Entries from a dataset
━━━━━━━━━━
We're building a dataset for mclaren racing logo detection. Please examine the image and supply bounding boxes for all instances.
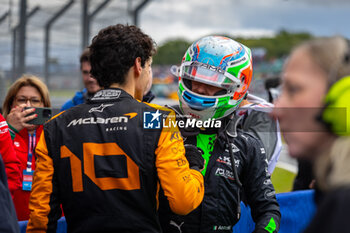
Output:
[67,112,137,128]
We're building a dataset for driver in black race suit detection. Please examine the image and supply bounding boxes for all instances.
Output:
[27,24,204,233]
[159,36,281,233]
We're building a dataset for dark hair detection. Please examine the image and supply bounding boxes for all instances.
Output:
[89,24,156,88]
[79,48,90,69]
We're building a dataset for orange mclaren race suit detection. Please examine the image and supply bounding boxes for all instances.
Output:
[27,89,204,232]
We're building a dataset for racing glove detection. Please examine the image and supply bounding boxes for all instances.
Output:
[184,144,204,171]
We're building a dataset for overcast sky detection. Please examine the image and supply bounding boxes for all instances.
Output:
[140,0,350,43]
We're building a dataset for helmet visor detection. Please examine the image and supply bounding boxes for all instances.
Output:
━━━━━━━━━━
▶ Exercise details
Copy all of the rows above word for word, leaving out the pictures.

▶ Problem solution
We're building a dataset for mclaren racing logo detection. Please examine the image and supply bounding boxes for all instances.
Output:
[67,112,137,128]
We're building a dataset for driver in black race suit detection. Please examine the image and supply bounding boxes for all instances.
Output:
[27,24,204,233]
[159,36,281,233]
We're building a dataset for dark hair detection. Please examine the image and supply bounding boxes for all instances.
Output:
[89,24,156,88]
[79,48,90,69]
We're building a dataset for orange mclaren race suit detection. Please examine the image and supply bounding boxes for all instances.
Output:
[27,89,204,232]
We're building a dataset for racing glove detection. Please examine the image and supply bounding boxes for all instances.
Output:
[184,144,204,171]
We're building a dataset for overcast sky detection. Please examine the image and supply bounding boxes for all instances.
Output:
[140,0,350,43]
We're building a dataset for helmet visor detection. Please examine the image and supply bounding boxes for all instances.
Output:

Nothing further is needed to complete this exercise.